**TASK DETAILS**
Please rewrite all the records below, replacing each "Reviewer note" with "Checker note" and keeping everything else unchanged.

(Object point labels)
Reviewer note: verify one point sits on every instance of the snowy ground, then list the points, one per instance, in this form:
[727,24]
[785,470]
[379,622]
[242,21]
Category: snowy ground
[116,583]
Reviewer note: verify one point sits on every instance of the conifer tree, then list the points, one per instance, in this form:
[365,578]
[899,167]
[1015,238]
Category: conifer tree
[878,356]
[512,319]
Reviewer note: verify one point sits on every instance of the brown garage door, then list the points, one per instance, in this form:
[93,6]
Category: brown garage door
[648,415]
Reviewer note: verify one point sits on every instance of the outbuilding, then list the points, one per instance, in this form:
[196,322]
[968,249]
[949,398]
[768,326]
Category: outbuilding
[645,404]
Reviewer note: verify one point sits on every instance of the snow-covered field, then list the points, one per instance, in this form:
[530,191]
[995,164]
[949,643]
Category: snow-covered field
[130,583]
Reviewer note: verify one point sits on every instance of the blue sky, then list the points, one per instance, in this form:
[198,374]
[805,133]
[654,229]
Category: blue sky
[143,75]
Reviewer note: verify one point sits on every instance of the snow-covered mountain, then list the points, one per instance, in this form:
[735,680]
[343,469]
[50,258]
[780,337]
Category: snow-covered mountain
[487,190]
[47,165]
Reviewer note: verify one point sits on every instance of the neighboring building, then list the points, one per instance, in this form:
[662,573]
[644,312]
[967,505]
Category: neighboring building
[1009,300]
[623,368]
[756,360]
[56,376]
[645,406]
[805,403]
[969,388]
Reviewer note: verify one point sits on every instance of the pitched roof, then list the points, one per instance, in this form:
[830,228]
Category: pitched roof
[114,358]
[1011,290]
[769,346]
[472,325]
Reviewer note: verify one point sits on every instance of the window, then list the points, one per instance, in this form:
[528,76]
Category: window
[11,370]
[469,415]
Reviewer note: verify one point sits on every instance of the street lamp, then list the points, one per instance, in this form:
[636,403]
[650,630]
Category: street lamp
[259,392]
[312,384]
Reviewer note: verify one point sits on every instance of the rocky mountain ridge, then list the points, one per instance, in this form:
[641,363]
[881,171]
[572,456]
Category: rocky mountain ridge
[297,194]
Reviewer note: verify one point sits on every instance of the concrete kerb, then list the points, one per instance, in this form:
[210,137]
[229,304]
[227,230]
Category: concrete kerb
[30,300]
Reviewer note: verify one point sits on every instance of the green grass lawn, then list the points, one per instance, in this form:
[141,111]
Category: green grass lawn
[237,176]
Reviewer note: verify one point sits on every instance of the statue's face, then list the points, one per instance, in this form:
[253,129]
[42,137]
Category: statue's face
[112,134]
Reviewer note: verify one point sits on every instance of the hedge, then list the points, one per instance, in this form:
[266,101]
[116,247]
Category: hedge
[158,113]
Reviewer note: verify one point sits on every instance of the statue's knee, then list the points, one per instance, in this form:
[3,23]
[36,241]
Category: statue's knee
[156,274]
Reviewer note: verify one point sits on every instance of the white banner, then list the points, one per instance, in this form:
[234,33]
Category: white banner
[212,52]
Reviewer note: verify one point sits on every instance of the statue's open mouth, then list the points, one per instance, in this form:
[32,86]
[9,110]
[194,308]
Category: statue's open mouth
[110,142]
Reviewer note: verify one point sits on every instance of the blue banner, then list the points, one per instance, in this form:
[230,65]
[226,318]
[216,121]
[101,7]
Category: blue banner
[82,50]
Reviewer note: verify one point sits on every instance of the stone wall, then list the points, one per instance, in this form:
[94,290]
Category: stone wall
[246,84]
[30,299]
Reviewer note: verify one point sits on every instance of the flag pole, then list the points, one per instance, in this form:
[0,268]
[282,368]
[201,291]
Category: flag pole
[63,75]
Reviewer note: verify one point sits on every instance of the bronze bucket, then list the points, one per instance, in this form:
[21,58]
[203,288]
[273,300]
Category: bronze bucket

**CORRECT OUTPUT**
Checker note: verify one point sits on every instance of the snowy ground, then list the points, one per instance, in this form:
[727,24]
[785,470]
[379,622]
[242,21]
Category: snowy ground
[116,583]
Checker note: verify one point sits on every instance of the conifer tree, then list the points, one per instance, in this form:
[365,578]
[899,167]
[1015,238]
Category: conifer tree
[878,356]
[512,319]
Checker note: verify one point sits on every instance of the brown garage door, then list the points, one per instance, in this form:
[93,6]
Category: brown garage door
[648,415]
Checker note: verify one point sits on every instance of the outbuilding, then list the points, one per instance, in this form:
[196,322]
[968,249]
[949,398]
[768,326]
Category: outbuilding
[645,404]
Checker note: verify one point sits on every instance of the snow-covered field, then list the points, one per instance, in this form:
[530,191]
[995,164]
[949,643]
Category: snow-covered field
[130,583]
Checker note: verify one point sits on every instance of the blue sky, then list the points, one per instance, in this form:
[198,374]
[805,133]
[654,229]
Category: blue sky
[143,75]
Checker note: verify one point sits on every instance of the snow-covered mountain, then list the points, one per instance, in this form:
[735,680]
[343,469]
[50,258]
[780,337]
Category: snow-covered mountain
[487,190]
[47,165]
Checker note: verify one point sits on every instance of the neighboring building, then list the points, one per instance, in this form:
[662,573]
[644,312]
[967,505]
Category: neighboring building
[1009,300]
[623,368]
[756,360]
[56,376]
[645,406]
[805,403]
[969,388]
Checker note: verify one point sits on every instance of the pitched roof, then list the points, one per instance, in this form:
[830,228]
Category: pitched roof
[114,358]
[1011,290]
[769,346]
[472,325]
Checker note: verify one point sits on every instance of the window, then list the points, one per instance, in this form:
[528,76]
Category: window
[11,370]
[469,415]
Checker note: verify one point sits on every instance of the street lamp, then list the points, one per instance, in this form:
[636,403]
[650,630]
Category: street lamp
[259,392]
[312,384]
Checker note: verify one point sits on every instance of the rocky mountain ridge, then list the points, one per instance, in this form:
[641,363]
[881,171]
[572,456]
Category: rocky mountain ridge
[297,194]
Checker note: verify one point sits on every instance of the concrete kerb, then list the points, one per instance, in this form:
[210,137]
[229,304]
[227,230]
Category: concrete kerb
[30,300]
Checker note: verify one point sits on every instance of the green grass lawn, then list the points, one per instance, in this form:
[141,111]
Category: green grass lawn
[237,176]
Checker note: verify one point sits on every instance of the statue's face, then list the points, one per instance, in this form:
[253,129]
[42,137]
Category: statue's face
[112,134]
Checker note: verify one point sits on every instance of the hedge, then list the points, one per instance, in this form:
[266,101]
[116,247]
Category: hedge
[158,113]
Checker note: verify one point sits on every instance of the statue's knee, then list the points, one per instance, in this form:
[3,23]
[36,241]
Category: statue's knee
[156,274]
Checker note: verify one point sits on every instance of the white banner, then list the points, one per instance, in this form:
[234,33]
Category: white banner
[212,52]
Checker note: verify one point sits on every instance of the statue's open mouth, then list the points, one per instance, in this form:
[32,86]
[9,110]
[194,308]
Category: statue's open mouth
[110,142]
Checker note: verify one point sits on every instance of the blue banner, then list the points, one per instance, in this form:
[230,65]
[226,318]
[216,121]
[101,7]
Category: blue banner
[82,50]
Checker note: verify one point sits on every instance of the stone wall, then list the points, one per instance, in this form:
[94,290]
Category: stone wall
[246,84]
[30,299]
Checker note: verify one point sits on every instance of the flag pole, then list the points, one per instance, in this form:
[0,268]
[282,368]
[201,291]
Category: flag pole
[63,75]
Checker note: verify one point sits on every instance of the bronze bucket, then list the points, one per instance, in this form:
[21,58]
[203,288]
[273,300]
Category: bronze bucket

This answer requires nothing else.